→ **DETALHES DO PROBLEMA**
Selecione nas linhas abaixo todas as que contêm a palavra "green" e copie cada uma delas.
━━━━━ DADOS A UTILIZAR
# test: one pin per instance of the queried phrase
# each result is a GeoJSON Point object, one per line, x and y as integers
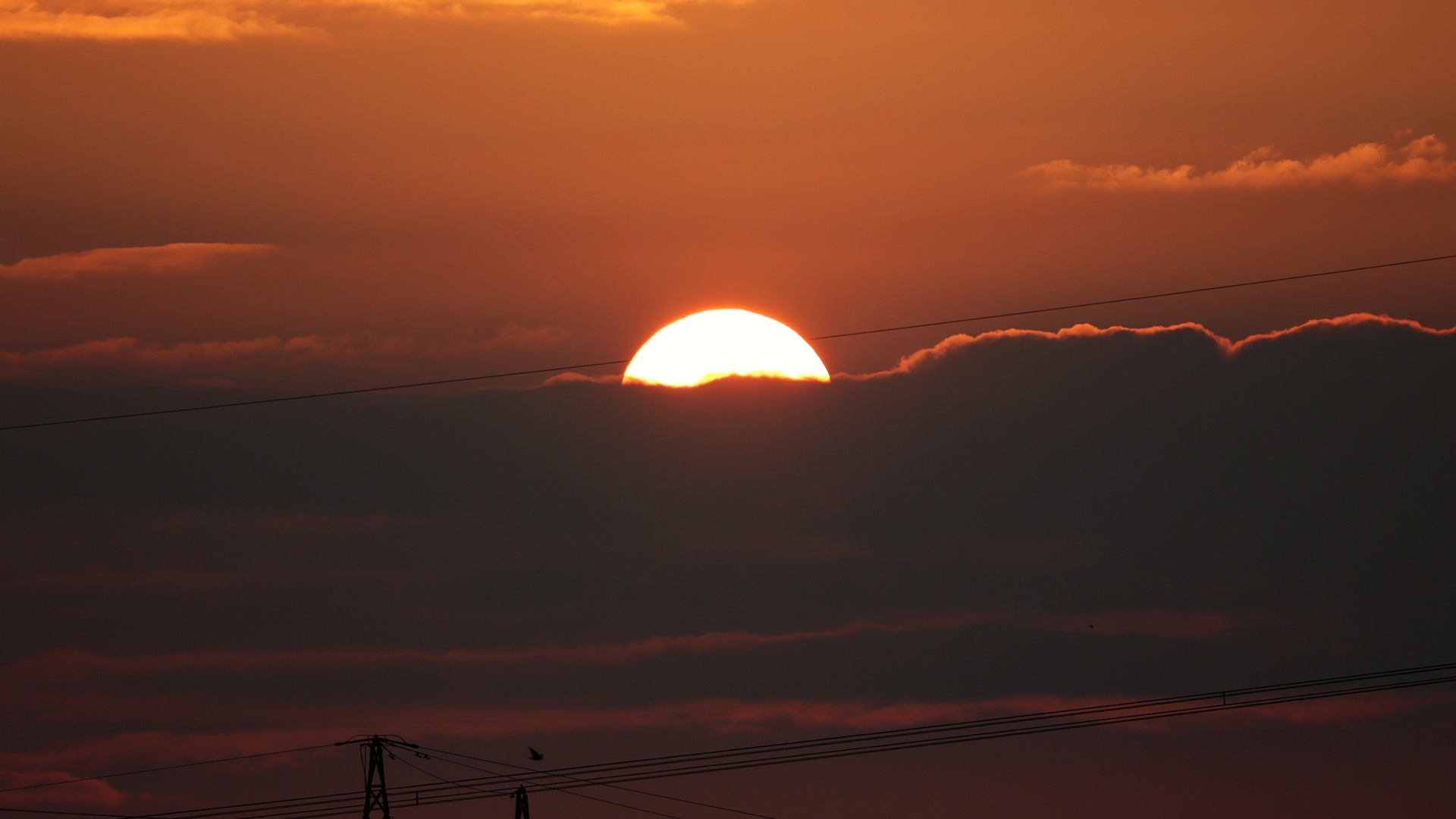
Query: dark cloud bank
{"type": "Point", "coordinates": [932, 538]}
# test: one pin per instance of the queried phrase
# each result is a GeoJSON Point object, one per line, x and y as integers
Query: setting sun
{"type": "Point", "coordinates": [715, 344]}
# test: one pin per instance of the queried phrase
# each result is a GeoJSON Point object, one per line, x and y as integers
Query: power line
{"type": "Point", "coordinates": [1145, 297]}
{"type": "Point", "coordinates": [444, 755]}
{"type": "Point", "coordinates": [595, 365]}
{"type": "Point", "coordinates": [548, 787]}
{"type": "Point", "coordinates": [824, 748]}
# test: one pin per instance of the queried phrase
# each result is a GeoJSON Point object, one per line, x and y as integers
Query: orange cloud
{"type": "Point", "coordinates": [235, 19]}
{"type": "Point", "coordinates": [181, 257]}
{"type": "Point", "coordinates": [1226, 346]}
{"type": "Point", "coordinates": [1366, 164]}
{"type": "Point", "coordinates": [218, 363]}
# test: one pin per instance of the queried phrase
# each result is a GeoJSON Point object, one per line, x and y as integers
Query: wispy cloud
{"type": "Point", "coordinates": [223, 363]}
{"type": "Point", "coordinates": [235, 19]}
{"type": "Point", "coordinates": [1226, 346]}
{"type": "Point", "coordinates": [182, 257]}
{"type": "Point", "coordinates": [72, 664]}
{"type": "Point", "coordinates": [1421, 159]}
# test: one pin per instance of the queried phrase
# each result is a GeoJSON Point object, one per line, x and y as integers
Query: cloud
{"type": "Point", "coordinates": [1367, 164]}
{"type": "Point", "coordinates": [223, 363]}
{"type": "Point", "coordinates": [235, 19]}
{"type": "Point", "coordinates": [91, 793]}
{"type": "Point", "coordinates": [930, 542]}
{"type": "Point", "coordinates": [1085, 331]}
{"type": "Point", "coordinates": [181, 257]}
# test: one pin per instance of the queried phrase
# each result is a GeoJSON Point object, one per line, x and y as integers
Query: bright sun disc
{"type": "Point", "coordinates": [715, 344]}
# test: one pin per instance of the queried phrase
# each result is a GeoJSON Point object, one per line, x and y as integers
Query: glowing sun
{"type": "Point", "coordinates": [714, 344]}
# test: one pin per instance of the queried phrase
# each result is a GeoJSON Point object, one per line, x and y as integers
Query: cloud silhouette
{"type": "Point", "coordinates": [182, 257]}
{"type": "Point", "coordinates": [1424, 159]}
{"type": "Point", "coordinates": [929, 542]}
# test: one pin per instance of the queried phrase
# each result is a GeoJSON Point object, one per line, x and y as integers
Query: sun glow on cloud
{"type": "Point", "coordinates": [715, 344]}
{"type": "Point", "coordinates": [1421, 159]}
{"type": "Point", "coordinates": [235, 19]}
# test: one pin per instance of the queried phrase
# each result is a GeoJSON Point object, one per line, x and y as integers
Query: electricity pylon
{"type": "Point", "coordinates": [376, 795]}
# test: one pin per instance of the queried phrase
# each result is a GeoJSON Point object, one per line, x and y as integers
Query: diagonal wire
{"type": "Point", "coordinates": [1145, 297]}
{"type": "Point", "coordinates": [545, 786]}
{"type": "Point", "coordinates": [584, 781]}
{"type": "Point", "coordinates": [595, 365]}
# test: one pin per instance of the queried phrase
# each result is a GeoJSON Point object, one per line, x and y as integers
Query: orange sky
{"type": "Point", "coordinates": [595, 169]}
{"type": "Point", "coordinates": [213, 200]}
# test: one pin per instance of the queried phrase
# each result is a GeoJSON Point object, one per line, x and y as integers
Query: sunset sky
{"type": "Point", "coordinates": [207, 202]}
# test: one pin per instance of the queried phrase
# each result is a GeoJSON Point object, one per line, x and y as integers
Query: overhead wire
{"type": "Point", "coordinates": [548, 787]}
{"type": "Point", "coordinates": [444, 757]}
{"type": "Point", "coordinates": [821, 748]}
{"type": "Point", "coordinates": [615, 362]}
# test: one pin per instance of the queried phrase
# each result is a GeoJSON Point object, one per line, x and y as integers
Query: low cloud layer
{"type": "Point", "coordinates": [228, 20]}
{"type": "Point", "coordinates": [1005, 522]}
{"type": "Point", "coordinates": [181, 257]}
{"type": "Point", "coordinates": [229, 363]}
{"type": "Point", "coordinates": [1424, 159]}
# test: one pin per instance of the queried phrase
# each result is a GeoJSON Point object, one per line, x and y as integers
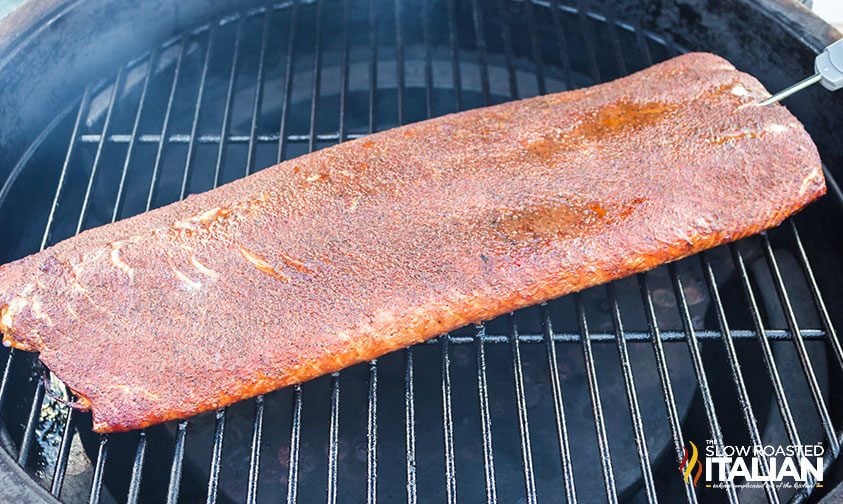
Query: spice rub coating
{"type": "Point", "coordinates": [372, 245]}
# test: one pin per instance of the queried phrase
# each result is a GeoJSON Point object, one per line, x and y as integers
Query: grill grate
{"type": "Point", "coordinates": [159, 111]}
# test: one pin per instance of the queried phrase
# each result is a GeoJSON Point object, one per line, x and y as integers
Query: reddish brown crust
{"type": "Point", "coordinates": [355, 251]}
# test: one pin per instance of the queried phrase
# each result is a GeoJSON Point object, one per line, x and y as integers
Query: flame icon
{"type": "Point", "coordinates": [687, 466]}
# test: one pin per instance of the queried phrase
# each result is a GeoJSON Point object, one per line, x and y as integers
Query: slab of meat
{"type": "Point", "coordinates": [344, 255]}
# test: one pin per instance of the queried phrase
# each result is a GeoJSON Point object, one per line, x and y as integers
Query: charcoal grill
{"type": "Point", "coordinates": [111, 108]}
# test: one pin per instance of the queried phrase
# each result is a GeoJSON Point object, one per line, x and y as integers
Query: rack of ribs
{"type": "Point", "coordinates": [372, 245]}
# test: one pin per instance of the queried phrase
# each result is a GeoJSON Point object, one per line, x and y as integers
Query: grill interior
{"type": "Point", "coordinates": [589, 397]}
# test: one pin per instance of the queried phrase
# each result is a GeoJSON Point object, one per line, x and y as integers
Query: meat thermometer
{"type": "Point", "coordinates": [828, 69]}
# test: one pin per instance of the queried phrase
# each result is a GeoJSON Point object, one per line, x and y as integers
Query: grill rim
{"type": "Point", "coordinates": [584, 336]}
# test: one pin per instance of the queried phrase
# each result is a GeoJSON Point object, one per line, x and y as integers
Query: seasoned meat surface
{"type": "Point", "coordinates": [363, 248]}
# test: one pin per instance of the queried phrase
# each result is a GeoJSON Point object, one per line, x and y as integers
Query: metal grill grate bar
{"type": "Point", "coordinates": [176, 466]}
{"type": "Point", "coordinates": [295, 443]}
{"type": "Point", "coordinates": [523, 422]}
{"type": "Point", "coordinates": [485, 418]}
{"type": "Point", "coordinates": [63, 452]}
{"type": "Point", "coordinates": [448, 424]}
{"type": "Point", "coordinates": [632, 398]}
{"type": "Point", "coordinates": [287, 91]}
{"type": "Point", "coordinates": [802, 352]}
{"type": "Point", "coordinates": [255, 452]}
{"type": "Point", "coordinates": [699, 370]}
{"type": "Point", "coordinates": [258, 99]}
{"type": "Point", "coordinates": [559, 408]}
{"type": "Point", "coordinates": [664, 379]}
{"type": "Point", "coordinates": [112, 102]}
{"type": "Point", "coordinates": [333, 438]}
{"type": "Point", "coordinates": [766, 351]}
{"type": "Point", "coordinates": [137, 469]}
{"type": "Point", "coordinates": [121, 187]}
{"type": "Point", "coordinates": [216, 457]}
{"type": "Point", "coordinates": [819, 302]}
{"type": "Point", "coordinates": [165, 127]}
{"type": "Point", "coordinates": [737, 375]}
{"type": "Point", "coordinates": [99, 471]}
{"type": "Point", "coordinates": [372, 435]}
{"type": "Point", "coordinates": [32, 420]}
{"type": "Point", "coordinates": [596, 404]}
{"type": "Point", "coordinates": [197, 110]}
{"type": "Point", "coordinates": [229, 98]}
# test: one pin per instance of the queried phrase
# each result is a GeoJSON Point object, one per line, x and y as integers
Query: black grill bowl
{"type": "Point", "coordinates": [111, 108]}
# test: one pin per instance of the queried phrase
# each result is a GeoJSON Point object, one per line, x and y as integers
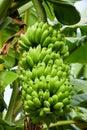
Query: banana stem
{"type": "Point", "coordinates": [14, 95]}
{"type": "Point", "coordinates": [67, 122]}
{"type": "Point", "coordinates": [40, 10]}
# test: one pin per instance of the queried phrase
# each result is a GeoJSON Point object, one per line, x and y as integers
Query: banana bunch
{"type": "Point", "coordinates": [44, 78]}
{"type": "Point", "coordinates": [43, 34]}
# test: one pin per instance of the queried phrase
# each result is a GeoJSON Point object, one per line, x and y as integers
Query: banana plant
{"type": "Point", "coordinates": [25, 57]}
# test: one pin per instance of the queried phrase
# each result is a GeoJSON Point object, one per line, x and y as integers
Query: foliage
{"type": "Point", "coordinates": [17, 17]}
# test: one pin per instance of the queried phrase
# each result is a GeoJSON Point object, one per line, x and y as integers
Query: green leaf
{"type": "Point", "coordinates": [66, 14]}
{"type": "Point", "coordinates": [79, 85]}
{"type": "Point", "coordinates": [81, 115]}
{"type": "Point", "coordinates": [4, 6]}
{"type": "Point", "coordinates": [73, 42]}
{"type": "Point", "coordinates": [2, 103]}
{"type": "Point", "coordinates": [78, 99]}
{"type": "Point", "coordinates": [78, 55]}
{"type": "Point", "coordinates": [7, 77]}
{"type": "Point", "coordinates": [49, 10]}
{"type": "Point", "coordinates": [8, 123]}
{"type": "Point", "coordinates": [10, 58]}
{"type": "Point", "coordinates": [1, 61]}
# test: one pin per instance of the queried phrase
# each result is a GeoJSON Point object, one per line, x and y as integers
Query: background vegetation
{"type": "Point", "coordinates": [15, 17]}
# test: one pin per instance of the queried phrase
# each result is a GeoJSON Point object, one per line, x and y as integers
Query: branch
{"type": "Point", "coordinates": [40, 10]}
{"type": "Point", "coordinates": [67, 122]}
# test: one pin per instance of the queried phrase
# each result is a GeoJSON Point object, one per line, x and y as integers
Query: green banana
{"type": "Point", "coordinates": [31, 104]}
{"type": "Point", "coordinates": [37, 102]}
{"type": "Point", "coordinates": [46, 95]}
{"type": "Point", "coordinates": [66, 101]}
{"type": "Point", "coordinates": [46, 104]}
{"type": "Point", "coordinates": [55, 98]}
{"type": "Point", "coordinates": [38, 35]}
{"type": "Point", "coordinates": [44, 27]}
{"type": "Point", "coordinates": [41, 114]}
{"type": "Point", "coordinates": [29, 90]}
{"type": "Point", "coordinates": [46, 41]}
{"type": "Point", "coordinates": [46, 110]}
{"type": "Point", "coordinates": [46, 58]}
{"type": "Point", "coordinates": [40, 24]}
{"type": "Point", "coordinates": [25, 40]}
{"type": "Point", "coordinates": [44, 35]}
{"type": "Point", "coordinates": [34, 94]}
{"type": "Point", "coordinates": [22, 46]}
{"type": "Point", "coordinates": [28, 97]}
{"type": "Point", "coordinates": [58, 106]}
{"type": "Point", "coordinates": [29, 61]}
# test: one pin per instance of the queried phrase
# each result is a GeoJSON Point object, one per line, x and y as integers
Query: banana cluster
{"type": "Point", "coordinates": [46, 89]}
{"type": "Point", "coordinates": [43, 34]}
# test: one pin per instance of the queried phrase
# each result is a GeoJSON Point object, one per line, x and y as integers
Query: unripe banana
{"type": "Point", "coordinates": [34, 94]}
{"type": "Point", "coordinates": [29, 90]}
{"type": "Point", "coordinates": [40, 24]}
{"type": "Point", "coordinates": [28, 97]}
{"type": "Point", "coordinates": [46, 41]}
{"type": "Point", "coordinates": [41, 114]}
{"type": "Point", "coordinates": [58, 106]}
{"type": "Point", "coordinates": [46, 104]}
{"type": "Point", "coordinates": [22, 46]}
{"type": "Point", "coordinates": [46, 58]}
{"type": "Point", "coordinates": [31, 104]}
{"type": "Point", "coordinates": [37, 102]}
{"type": "Point", "coordinates": [29, 61]}
{"type": "Point", "coordinates": [55, 99]}
{"type": "Point", "coordinates": [25, 40]}
{"type": "Point", "coordinates": [46, 95]}
{"type": "Point", "coordinates": [45, 80]}
{"type": "Point", "coordinates": [38, 35]}
{"type": "Point", "coordinates": [44, 27]}
{"type": "Point", "coordinates": [46, 110]}
{"type": "Point", "coordinates": [45, 34]}
{"type": "Point", "coordinates": [66, 101]}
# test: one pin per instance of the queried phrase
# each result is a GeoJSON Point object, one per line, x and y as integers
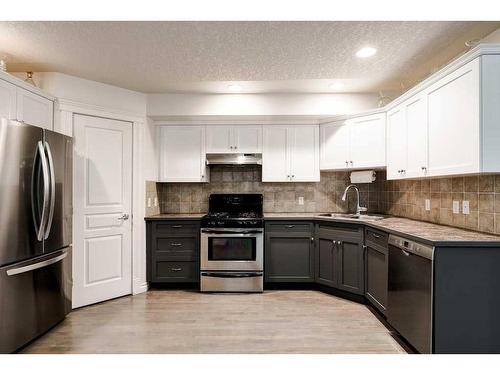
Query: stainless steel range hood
{"type": "Point", "coordinates": [234, 159]}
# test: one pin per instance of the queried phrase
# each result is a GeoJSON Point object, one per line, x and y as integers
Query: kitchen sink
{"type": "Point", "coordinates": [353, 216]}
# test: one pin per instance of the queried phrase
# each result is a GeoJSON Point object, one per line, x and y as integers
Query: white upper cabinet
{"type": "Point", "coordinates": [248, 139]}
{"type": "Point", "coordinates": [182, 154]}
{"type": "Point", "coordinates": [275, 154]}
{"type": "Point", "coordinates": [290, 153]}
{"type": "Point", "coordinates": [334, 146]}
{"type": "Point", "coordinates": [367, 141]}
{"type": "Point", "coordinates": [304, 153]}
{"type": "Point", "coordinates": [219, 139]}
{"type": "Point", "coordinates": [8, 97]}
{"type": "Point", "coordinates": [354, 144]}
{"type": "Point", "coordinates": [450, 127]}
{"type": "Point", "coordinates": [416, 136]}
{"type": "Point", "coordinates": [234, 139]}
{"type": "Point", "coordinates": [454, 122]}
{"type": "Point", "coordinates": [34, 109]}
{"type": "Point", "coordinates": [396, 143]}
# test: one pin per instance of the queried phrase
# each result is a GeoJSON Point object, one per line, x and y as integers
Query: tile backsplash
{"type": "Point", "coordinates": [405, 198]}
{"type": "Point", "coordinates": [323, 196]}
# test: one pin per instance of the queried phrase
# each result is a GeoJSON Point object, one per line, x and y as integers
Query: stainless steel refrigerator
{"type": "Point", "coordinates": [35, 231]}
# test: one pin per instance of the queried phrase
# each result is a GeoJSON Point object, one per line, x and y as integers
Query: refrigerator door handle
{"type": "Point", "coordinates": [40, 228]}
{"type": "Point", "coordinates": [35, 266]}
{"type": "Point", "coordinates": [52, 191]}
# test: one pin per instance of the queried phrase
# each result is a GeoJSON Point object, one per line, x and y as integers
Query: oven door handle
{"type": "Point", "coordinates": [209, 231]}
{"type": "Point", "coordinates": [226, 275]}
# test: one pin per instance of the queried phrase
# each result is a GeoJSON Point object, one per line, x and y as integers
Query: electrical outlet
{"type": "Point", "coordinates": [465, 207]}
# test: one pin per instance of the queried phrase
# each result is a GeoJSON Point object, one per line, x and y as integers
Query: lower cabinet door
{"type": "Point", "coordinates": [350, 265]}
{"type": "Point", "coordinates": [326, 273]}
{"type": "Point", "coordinates": [289, 257]}
{"type": "Point", "coordinates": [166, 271]}
{"type": "Point", "coordinates": [376, 276]}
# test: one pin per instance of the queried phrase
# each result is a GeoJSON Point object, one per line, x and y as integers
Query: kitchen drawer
{"type": "Point", "coordinates": [165, 271]}
{"type": "Point", "coordinates": [290, 226]}
{"type": "Point", "coordinates": [179, 228]}
{"type": "Point", "coordinates": [175, 244]}
{"type": "Point", "coordinates": [376, 237]}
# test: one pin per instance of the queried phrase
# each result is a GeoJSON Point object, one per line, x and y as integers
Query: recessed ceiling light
{"type": "Point", "coordinates": [366, 52]}
{"type": "Point", "coordinates": [336, 86]}
{"type": "Point", "coordinates": [234, 87]}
━━━━━━━━━━
→ **RESPOSTA DO EXERCÍCIO**
Query: green leaf
Query: green banana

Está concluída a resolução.